• [DOCUMENT TEXT]
^^^^^^^^

Use Cases for High-performance Wide Area Network

https://datatracker.ietf.org/doc/draft-xiong-rtgwg-use-cases-hp-wan/
Daniel Huang/Quan Xiong (10 mins)

  • Dean Bogdanovic: detnet created the RFC8578 for use cases. they are
    not focused on network technologies. Please take a look at DETNET
    documents. There are 9 vertical areas being discussed and
    expectations from the network. Also not all data are the same. Some
    data can be lost, some data can't be lost. You're not distinguish
    them. Look at this document and suggest what you can improve.
  • Daniel H: Detnet is good. However, we have to consider cost. it is
    too expensive to deploy DETNET in WAN. We're trying to balance.
  • Dean Bogdanovic: Then network cost compares to the energy costs in
    case of a catastrophic event is small.
  • Greg Mirsky: agree what you describe is similar to DETNET. The cost
    can be justified.

^^^^^^^^

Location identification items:
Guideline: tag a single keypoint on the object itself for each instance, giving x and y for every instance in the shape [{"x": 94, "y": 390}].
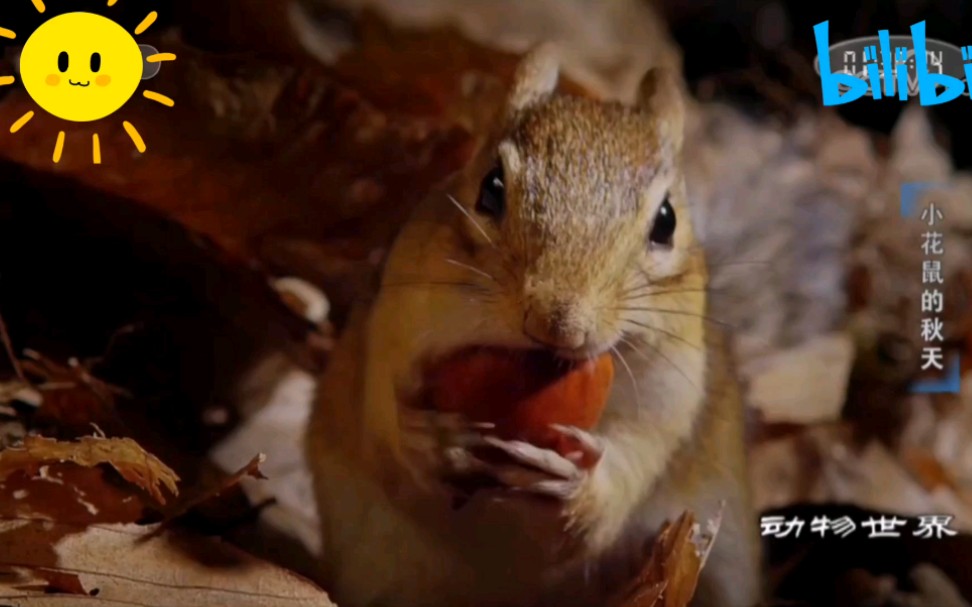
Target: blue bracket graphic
[{"x": 952, "y": 382}]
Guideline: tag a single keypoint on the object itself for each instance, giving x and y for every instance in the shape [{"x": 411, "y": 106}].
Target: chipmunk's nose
[{"x": 557, "y": 326}]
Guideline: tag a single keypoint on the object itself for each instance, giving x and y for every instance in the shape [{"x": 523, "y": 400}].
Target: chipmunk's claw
[{"x": 546, "y": 472}]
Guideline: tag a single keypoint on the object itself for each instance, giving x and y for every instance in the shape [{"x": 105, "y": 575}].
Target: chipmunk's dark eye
[
  {"x": 492, "y": 194},
  {"x": 663, "y": 229}
]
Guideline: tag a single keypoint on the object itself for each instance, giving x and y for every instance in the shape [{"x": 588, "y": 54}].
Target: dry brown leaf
[
  {"x": 166, "y": 569},
  {"x": 928, "y": 470},
  {"x": 132, "y": 462},
  {"x": 252, "y": 470},
  {"x": 670, "y": 577}
]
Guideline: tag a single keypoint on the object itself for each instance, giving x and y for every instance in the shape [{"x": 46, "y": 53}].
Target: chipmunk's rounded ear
[
  {"x": 535, "y": 79},
  {"x": 660, "y": 93}
]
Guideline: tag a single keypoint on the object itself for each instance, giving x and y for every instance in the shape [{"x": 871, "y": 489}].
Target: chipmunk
[{"x": 569, "y": 231}]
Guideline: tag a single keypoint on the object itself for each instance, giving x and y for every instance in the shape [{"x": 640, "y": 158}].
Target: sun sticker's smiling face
[{"x": 81, "y": 66}]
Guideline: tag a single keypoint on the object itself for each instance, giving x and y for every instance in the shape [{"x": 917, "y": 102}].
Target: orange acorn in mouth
[{"x": 522, "y": 392}]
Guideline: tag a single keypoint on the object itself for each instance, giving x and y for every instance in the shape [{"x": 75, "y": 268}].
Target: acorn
[{"x": 522, "y": 392}]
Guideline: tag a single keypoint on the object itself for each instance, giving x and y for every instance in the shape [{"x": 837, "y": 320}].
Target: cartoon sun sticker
[{"x": 83, "y": 67}]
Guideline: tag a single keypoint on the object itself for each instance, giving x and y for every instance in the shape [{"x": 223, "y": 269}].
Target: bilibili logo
[{"x": 891, "y": 66}]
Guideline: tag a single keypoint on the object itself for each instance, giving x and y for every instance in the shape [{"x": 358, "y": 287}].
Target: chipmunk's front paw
[{"x": 546, "y": 472}]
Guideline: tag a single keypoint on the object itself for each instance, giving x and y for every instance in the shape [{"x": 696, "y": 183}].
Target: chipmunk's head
[{"x": 580, "y": 206}]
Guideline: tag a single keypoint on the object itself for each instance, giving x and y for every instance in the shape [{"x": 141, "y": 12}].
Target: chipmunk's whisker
[
  {"x": 469, "y": 216},
  {"x": 634, "y": 382},
  {"x": 471, "y": 269},
  {"x": 678, "y": 313},
  {"x": 437, "y": 283},
  {"x": 665, "y": 332},
  {"x": 657, "y": 351}
]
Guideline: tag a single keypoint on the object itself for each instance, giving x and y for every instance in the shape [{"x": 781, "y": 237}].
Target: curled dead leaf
[
  {"x": 168, "y": 569},
  {"x": 133, "y": 463},
  {"x": 671, "y": 575}
]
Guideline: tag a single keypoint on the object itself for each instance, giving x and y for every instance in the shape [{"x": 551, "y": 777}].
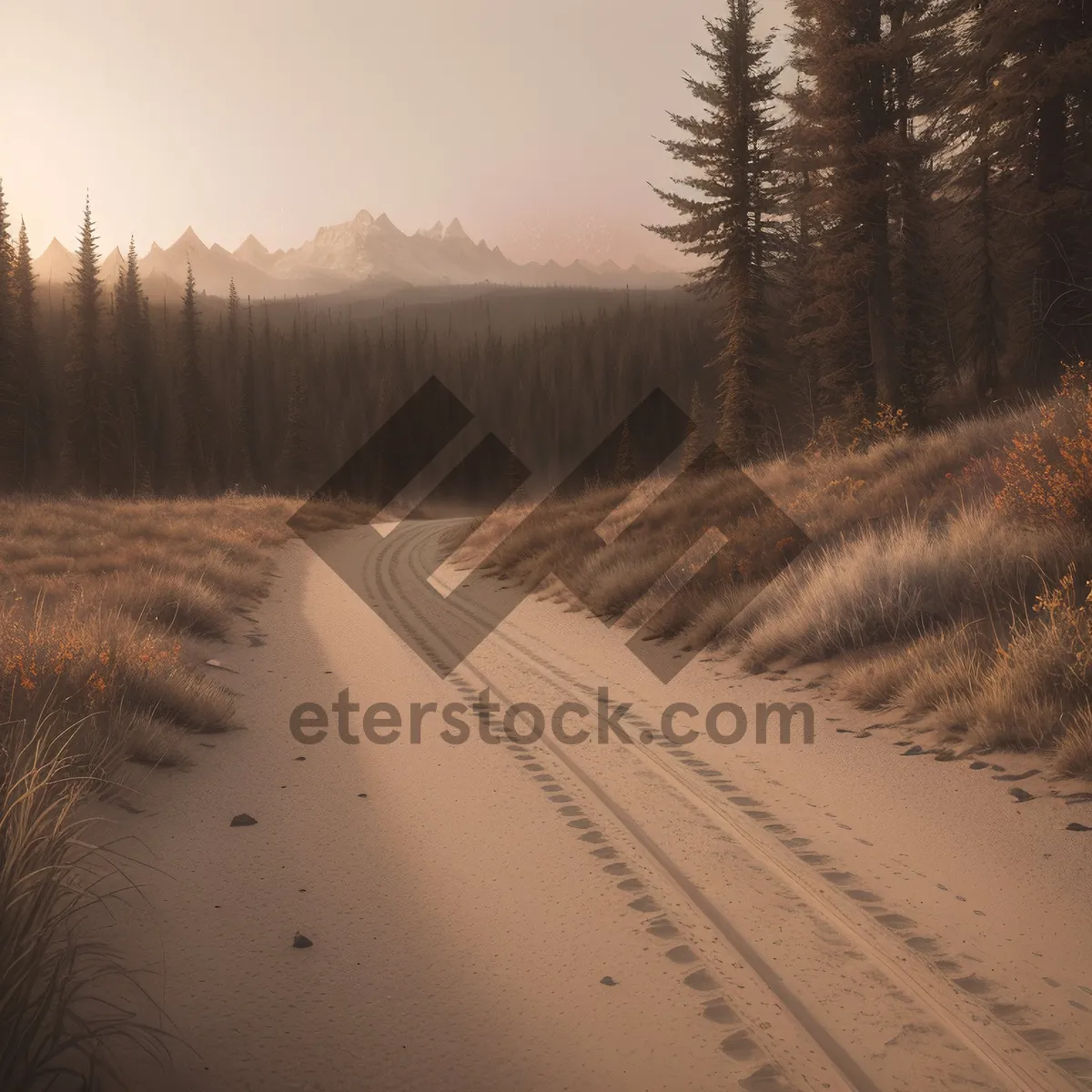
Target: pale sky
[{"x": 535, "y": 124}]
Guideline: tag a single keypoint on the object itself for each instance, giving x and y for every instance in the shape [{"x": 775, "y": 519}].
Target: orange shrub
[{"x": 1046, "y": 473}]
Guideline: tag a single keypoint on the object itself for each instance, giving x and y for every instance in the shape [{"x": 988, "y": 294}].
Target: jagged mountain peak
[
  {"x": 188, "y": 240},
  {"x": 454, "y": 230}
]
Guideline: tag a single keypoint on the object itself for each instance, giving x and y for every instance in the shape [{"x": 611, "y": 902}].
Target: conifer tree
[
  {"x": 86, "y": 418},
  {"x": 194, "y": 403},
  {"x": 732, "y": 148},
  {"x": 134, "y": 338},
  {"x": 31, "y": 386},
  {"x": 10, "y": 472}
]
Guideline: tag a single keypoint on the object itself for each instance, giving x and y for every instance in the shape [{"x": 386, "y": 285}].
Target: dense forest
[
  {"x": 910, "y": 227},
  {"x": 108, "y": 391},
  {"x": 906, "y": 232}
]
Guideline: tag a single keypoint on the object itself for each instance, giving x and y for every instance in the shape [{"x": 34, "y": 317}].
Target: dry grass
[
  {"x": 932, "y": 558},
  {"x": 97, "y": 602}
]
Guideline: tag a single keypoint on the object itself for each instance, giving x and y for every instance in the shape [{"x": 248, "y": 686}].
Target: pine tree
[
  {"x": 693, "y": 442},
  {"x": 248, "y": 405},
  {"x": 623, "y": 461},
  {"x": 733, "y": 150},
  {"x": 1021, "y": 113},
  {"x": 86, "y": 443},
  {"x": 134, "y": 338},
  {"x": 194, "y": 408},
  {"x": 10, "y": 464},
  {"x": 32, "y": 389},
  {"x": 844, "y": 134}
]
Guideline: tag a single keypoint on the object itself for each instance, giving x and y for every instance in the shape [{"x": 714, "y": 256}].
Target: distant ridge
[{"x": 365, "y": 248}]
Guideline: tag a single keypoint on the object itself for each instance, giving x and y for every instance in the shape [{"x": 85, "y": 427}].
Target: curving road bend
[{"x": 644, "y": 915}]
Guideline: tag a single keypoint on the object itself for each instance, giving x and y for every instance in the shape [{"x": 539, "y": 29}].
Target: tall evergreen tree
[
  {"x": 248, "y": 404},
  {"x": 844, "y": 131},
  {"x": 32, "y": 389},
  {"x": 87, "y": 414},
  {"x": 134, "y": 339},
  {"x": 732, "y": 148},
  {"x": 10, "y": 472},
  {"x": 194, "y": 405}
]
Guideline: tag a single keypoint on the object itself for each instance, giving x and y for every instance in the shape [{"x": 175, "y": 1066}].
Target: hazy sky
[{"x": 533, "y": 123}]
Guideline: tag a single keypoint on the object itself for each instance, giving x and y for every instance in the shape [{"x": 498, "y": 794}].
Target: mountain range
[{"x": 363, "y": 249}]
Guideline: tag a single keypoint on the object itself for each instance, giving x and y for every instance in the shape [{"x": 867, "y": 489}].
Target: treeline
[
  {"x": 106, "y": 391},
  {"x": 910, "y": 225}
]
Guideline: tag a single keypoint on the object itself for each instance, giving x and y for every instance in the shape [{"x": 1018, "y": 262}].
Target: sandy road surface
[{"x": 769, "y": 917}]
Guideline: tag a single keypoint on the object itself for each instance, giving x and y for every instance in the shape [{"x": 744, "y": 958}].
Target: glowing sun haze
[{"x": 535, "y": 124}]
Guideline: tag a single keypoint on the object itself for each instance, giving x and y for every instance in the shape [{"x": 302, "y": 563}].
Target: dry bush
[
  {"x": 59, "y": 1009},
  {"x": 896, "y": 583},
  {"x": 96, "y": 601},
  {"x": 1038, "y": 687},
  {"x": 1046, "y": 473}
]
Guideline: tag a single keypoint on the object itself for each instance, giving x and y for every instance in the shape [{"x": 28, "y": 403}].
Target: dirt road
[{"x": 623, "y": 916}]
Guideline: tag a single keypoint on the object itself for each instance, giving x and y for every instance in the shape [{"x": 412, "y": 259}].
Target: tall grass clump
[
  {"x": 948, "y": 565},
  {"x": 98, "y": 600}
]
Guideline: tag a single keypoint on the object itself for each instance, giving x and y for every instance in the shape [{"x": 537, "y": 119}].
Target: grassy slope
[
  {"x": 931, "y": 592},
  {"x": 97, "y": 602}
]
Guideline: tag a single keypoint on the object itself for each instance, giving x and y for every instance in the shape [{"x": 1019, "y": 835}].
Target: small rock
[{"x": 222, "y": 666}]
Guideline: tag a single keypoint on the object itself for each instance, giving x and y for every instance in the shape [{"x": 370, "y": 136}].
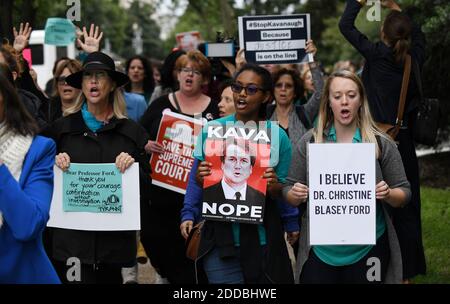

^^^^^^^^

• [EXERCISE SET]
• A. Reproduce the part of the WAN use cases notes that opens with the words containing "Use Cases for" and closes with "you can improve.".
• B. Decide whether each statement agrees with the WAN use cases notes, answering yes or no and quoting the words that decide it: (i) Daniel H says it is too expensive to deploy DETNET in WAN. (ii) Greg Mirsky disagrees that what is described is similar to DETNET. (iii) Dean Bogdanovic says all data are the same.

• [RESPONSES TO THE EXERCISE]
• A.
Use Cases for High-performance Wide Area Network

https://datatracker.ietf.org/doc/draft-xiong-rtgwg-use-cases-hp-wan/
Daniel Huang/Quan Xiong (10 mins)

  • Dean Bogdanovic: detnet created the RFC8578 for use cases. they are
    not focused on network technologies. Please take a look at DETNET
    documents. There are 9 vertical areas being discussed and
    expectations from the network. Also not all data are the same. Some
    data can be lost, some data can't be lost. You're not distinguish
    them. Look at this document and suggest what you can improve.

• B.
(i) Yes: "it is too expensive to deploy DETNET in WAN."
(ii) No: "agree what you describe is similar to DETNET."
(iii) No: "Also not all data are the same."